### PAGE TEXT

1. It is unnecessary in this case to define the reasons for which a Magistrate may properly commit a case to the Sessions. Nor need we decide which of the two conflicting views are correct, namely, whether a Magistrate's powers of commital are confined to cases where he considers he cannot give an adequate punishment, or whether he may take into consideration other grounds such as are enunciated by Mr, Justice Heaton and Mr, Justice Shah in Emperor v. Bhimaji Venkaji I.L.R.(1917) 42 Bom. 172 :and Emperor v. Nanji Samal I.L.R. (1917)42 Bom. 172 :20 Bom. L.R. 89. In either event the Magistrate has to state his reasons for committing to the Sessions a case, which he himself is competent to try. There are authorities in this Court to show that if he gives no reasons whatever as in Emperor v. Nanji Samal I.L.R. (1913) 38 Bom. 114 : 15 Bom. L.R. 999 or if he gives reasons which are bad in law as in Emperor v. Bhimaji Venhaji, then this Court has jurisdiction to quash the committal as being bad in law within the meaning of Section 215, Criminal Procedure Code. In Emperor v. Bhimaji Venkaji, the Magistrate had committed a case at the request of the parties and in reliance on a Government Resolution and this Court held that those were not reasons which the Magistrate could properly take into consideration.
2. Now here the Magistrate has given only two reasons, namely first, that he has been requested be commit the case by one of the accused, and, secondly, that according to the pleader for the accused ' this case has created a sort of sensation in the Marwadi community and the amount of cheating is large.' As regards the request by the accused that is not a ground in law for the Magistrate's order. As regards the case creating a sensation in the Marwadi community, that also seems to us an insufficient ground on which to base a legal discretion. Similarly too, as regards the large amount of rupees, viz. Rs. 4,000, of which the accused are alleged to have cheated the complainant, that in itself is not, in our opinion, a ground for committing the case to the Sessions. But for the grounds I have mentioned, I gather, that the learned Magistrate would have refused to commit the case, for he says: ' Ordinarily, I might not have been induced to grant this request. But coming as it does from the accused, I have come to the conclusion that it should be sent to the Sessions Court.
3. In the view we take the learned Magistrate misdirected himself on a point of law in exercising his discretion as to whether the case should be committed to the Sessions or not. Consequently in law his order is bad and we have jurisdiction to set it aside.

######

-- WRITTEN INSTRUCTION 1 --
Retype the committal judgment from "3. In the view" up to and including "set it aside.".
The committal judgment and the dataset rows are unrelated material.

### RECORDS FOR THE TASK

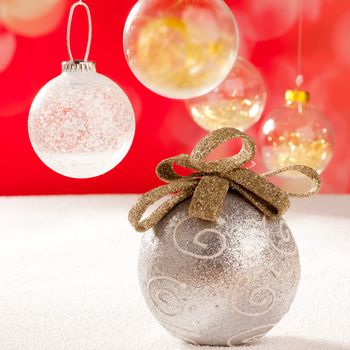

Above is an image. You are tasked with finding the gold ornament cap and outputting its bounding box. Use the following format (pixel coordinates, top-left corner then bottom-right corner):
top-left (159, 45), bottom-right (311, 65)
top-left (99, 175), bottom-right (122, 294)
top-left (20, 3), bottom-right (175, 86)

top-left (284, 90), bottom-right (310, 104)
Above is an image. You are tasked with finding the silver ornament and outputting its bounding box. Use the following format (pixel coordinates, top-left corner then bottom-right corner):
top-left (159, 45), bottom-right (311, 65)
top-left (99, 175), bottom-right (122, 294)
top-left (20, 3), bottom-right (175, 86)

top-left (139, 192), bottom-right (300, 346)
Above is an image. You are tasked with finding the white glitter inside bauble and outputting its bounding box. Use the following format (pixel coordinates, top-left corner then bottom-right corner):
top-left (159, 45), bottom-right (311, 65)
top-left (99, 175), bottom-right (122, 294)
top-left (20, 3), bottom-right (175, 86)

top-left (28, 71), bottom-right (135, 178)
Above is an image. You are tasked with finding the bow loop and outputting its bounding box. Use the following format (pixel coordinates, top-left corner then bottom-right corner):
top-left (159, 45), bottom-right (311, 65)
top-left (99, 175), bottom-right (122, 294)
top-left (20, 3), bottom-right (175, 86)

top-left (190, 128), bottom-right (256, 173)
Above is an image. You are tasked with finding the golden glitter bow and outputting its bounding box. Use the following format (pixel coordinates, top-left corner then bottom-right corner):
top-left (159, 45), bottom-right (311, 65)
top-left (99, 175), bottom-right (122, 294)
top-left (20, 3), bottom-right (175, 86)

top-left (129, 128), bottom-right (321, 232)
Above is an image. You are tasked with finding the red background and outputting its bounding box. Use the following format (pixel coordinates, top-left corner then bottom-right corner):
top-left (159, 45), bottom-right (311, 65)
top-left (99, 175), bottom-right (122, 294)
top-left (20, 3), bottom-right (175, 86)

top-left (0, 0), bottom-right (350, 195)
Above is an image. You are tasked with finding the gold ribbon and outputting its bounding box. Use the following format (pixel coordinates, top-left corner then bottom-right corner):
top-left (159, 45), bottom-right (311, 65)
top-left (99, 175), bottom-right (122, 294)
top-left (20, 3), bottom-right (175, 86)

top-left (129, 128), bottom-right (321, 232)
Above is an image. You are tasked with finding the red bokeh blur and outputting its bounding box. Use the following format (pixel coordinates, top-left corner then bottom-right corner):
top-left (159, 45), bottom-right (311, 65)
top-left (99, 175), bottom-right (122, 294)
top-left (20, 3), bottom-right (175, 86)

top-left (0, 0), bottom-right (350, 195)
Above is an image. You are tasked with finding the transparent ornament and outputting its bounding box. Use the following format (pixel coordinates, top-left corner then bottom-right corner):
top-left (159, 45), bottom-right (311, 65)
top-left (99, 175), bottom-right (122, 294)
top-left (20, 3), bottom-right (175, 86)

top-left (28, 2), bottom-right (135, 178)
top-left (186, 57), bottom-right (267, 131)
top-left (261, 90), bottom-right (333, 177)
top-left (124, 0), bottom-right (239, 99)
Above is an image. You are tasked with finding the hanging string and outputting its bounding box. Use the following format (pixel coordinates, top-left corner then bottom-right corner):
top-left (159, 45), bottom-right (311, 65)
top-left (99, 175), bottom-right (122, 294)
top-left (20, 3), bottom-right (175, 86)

top-left (67, 0), bottom-right (92, 62)
top-left (295, 0), bottom-right (304, 89)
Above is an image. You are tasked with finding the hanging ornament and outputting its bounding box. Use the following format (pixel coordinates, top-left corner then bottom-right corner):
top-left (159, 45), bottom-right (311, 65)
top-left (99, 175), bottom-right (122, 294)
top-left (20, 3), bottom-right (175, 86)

top-left (28, 1), bottom-right (135, 178)
top-left (129, 128), bottom-right (320, 346)
top-left (261, 1), bottom-right (333, 177)
top-left (186, 57), bottom-right (267, 131)
top-left (124, 0), bottom-right (238, 99)
top-left (262, 90), bottom-right (333, 176)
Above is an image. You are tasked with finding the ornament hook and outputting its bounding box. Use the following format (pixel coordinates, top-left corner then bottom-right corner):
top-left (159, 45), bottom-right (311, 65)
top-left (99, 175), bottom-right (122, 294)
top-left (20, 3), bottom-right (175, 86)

top-left (67, 0), bottom-right (92, 62)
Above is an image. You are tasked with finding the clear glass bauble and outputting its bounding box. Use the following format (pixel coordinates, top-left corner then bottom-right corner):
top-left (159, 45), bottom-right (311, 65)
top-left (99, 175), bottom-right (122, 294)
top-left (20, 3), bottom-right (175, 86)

top-left (261, 102), bottom-right (333, 177)
top-left (28, 67), bottom-right (135, 178)
top-left (124, 0), bottom-right (239, 99)
top-left (186, 57), bottom-right (267, 131)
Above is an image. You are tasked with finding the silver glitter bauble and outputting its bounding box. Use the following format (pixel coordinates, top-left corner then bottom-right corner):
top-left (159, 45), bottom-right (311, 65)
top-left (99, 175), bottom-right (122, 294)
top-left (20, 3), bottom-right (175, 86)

top-left (139, 193), bottom-right (300, 345)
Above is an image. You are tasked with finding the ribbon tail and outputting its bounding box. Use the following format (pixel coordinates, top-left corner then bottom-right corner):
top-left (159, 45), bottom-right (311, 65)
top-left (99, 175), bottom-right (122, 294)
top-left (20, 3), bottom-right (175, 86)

top-left (229, 168), bottom-right (290, 217)
top-left (261, 165), bottom-right (321, 198)
top-left (188, 176), bottom-right (230, 221)
top-left (128, 180), bottom-right (198, 232)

######

-- WRITTEN INSTRUCTION 2 --
Lay out the dataset rows from the line with "the silver ornament" up to and including the line with "top-left (28, 71), bottom-right (135, 178)" as a two-column CSV with the columns request and answer. Give one row per request, with each field quoted and line breaks replaced by spaces.

-- FINAL ANSWER 1 --
3. In the view we take the learned Magistrate misdirected himself on a point of law in exercising his discretion as to whether the case should be committed to the Sessions or not. Consequently in law his order is bad and we have jurisdiction to set it aside.

-- FINAL ANSWER 2 --
request,answer
"Above is an image. You are tasked with finding the silver ornament and outputting its bounding box. Use the following format (pixel coordinates, top-left corner then bottom-right corner): top-left (159, 45), bottom-right (311, 65) top-left (99, 175), bottom-right (122, 294) top-left (20, 3), bottom-right (175, 86)","top-left (139, 192), bottom-right (300, 346)"
"Above is an image. You are tasked with finding the white glitter inside bauble and outputting its bounding box. Use the following format (pixel coordinates, top-left corner then bottom-right corner): top-left (159, 45), bottom-right (311, 65) top-left (99, 175), bottom-right (122, 294) top-left (20, 3), bottom-right (175, 86)","top-left (28, 71), bottom-right (135, 178)"